Segmentation dataset excerpts
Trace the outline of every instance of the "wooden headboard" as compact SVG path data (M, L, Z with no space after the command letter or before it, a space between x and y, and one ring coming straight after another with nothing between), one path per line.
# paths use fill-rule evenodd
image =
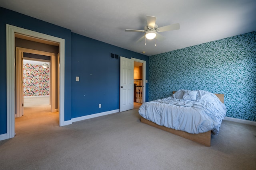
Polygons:
M175 92L176 92L176 91L174 91L172 92L172 94L174 94ZM224 94L214 94L218 97L218 98L220 99L220 102L224 103Z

Exercise details:
Copy all of the material above word for word, leaving out the images.

The output:
Trace the outline of every instance of the "wooden headboard" as compact SVG path data (M, L, Z with no space after the command letter or before it, a space between x and y, and one ring coming straight after another with nothing between), one path per line.
# paths use fill-rule evenodd
image =
Polygons:
M175 92L176 92L176 91L174 91L172 92L172 94L174 94ZM224 94L214 94L218 97L218 98L220 99L220 102L224 103Z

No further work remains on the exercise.